EXERCISE TASK 1:
Answer these questions using the passage on the 1929 Green Bay Packers season below:
(a) What record did the team finish with?
(b) Which team beat the Packers in the exhibition game on December 15?
(c) What is Green Bay's current throwback uniform based on?
EXERCISE TASK 2:
Which future Hall of Famers did the Packers sign before the start of the season, according to the passage on the 1929 Green Bay Packers season below?

SUPPLIED PASSAGE:
========================================================================
The 1929 Green Bay Packers season was their 11th season overall and their ninth season in the National Football League. The team finished with an undefeated 12–0–1 record under player/coach Curly Lambeau, earning them a first-place finish and the Packers' first National Football League Championship. A victory celebration of 20,000 fans greeted them upon their return to Green Bay from their final game in Chicago. In an exhibition game after the season, on December 15, the Packers lost to the Memphis Tigers, who then claimed a pro football championship.

Before the start of the season, the Packers signed three future Hall of Famers: Johnny "Blood" McNally, Cal Hubbard, and Mike Michalske, who along with Lambeau led the Packers to the top of the league. Green Bay's current throwback uniform is based on the ones worn in 1929 in respect of the season that the Packers won their first championship. There is a debate among sports historians on whether or not the 1929 season was a perfect season for the franchise.
========================================================================
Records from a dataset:
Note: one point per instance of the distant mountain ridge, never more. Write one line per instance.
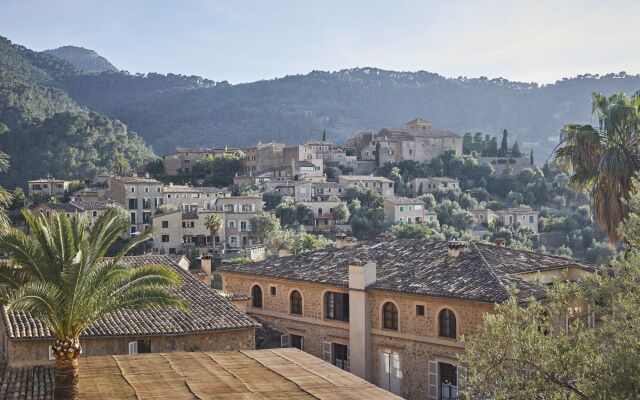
(177, 110)
(85, 59)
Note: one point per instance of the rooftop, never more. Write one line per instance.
(403, 201)
(418, 267)
(208, 311)
(250, 374)
(365, 178)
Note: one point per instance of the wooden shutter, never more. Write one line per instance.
(326, 352)
(433, 380)
(384, 370)
(462, 381)
(395, 374)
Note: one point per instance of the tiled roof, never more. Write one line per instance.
(418, 267)
(250, 374)
(208, 311)
(404, 200)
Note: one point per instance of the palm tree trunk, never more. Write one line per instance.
(66, 352)
(66, 379)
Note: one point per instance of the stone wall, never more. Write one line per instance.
(416, 341)
(36, 351)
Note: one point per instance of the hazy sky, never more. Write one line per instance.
(243, 41)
========================================================================
FULL RESPONSE 1:
(a) 12–0–1
(b) The Memphis Tigers
(c) The uniforms worn in 1929

FULL RESPONSE 2:
Johnny "Blood" McNally, Cal Hubbard, and Mike Michalske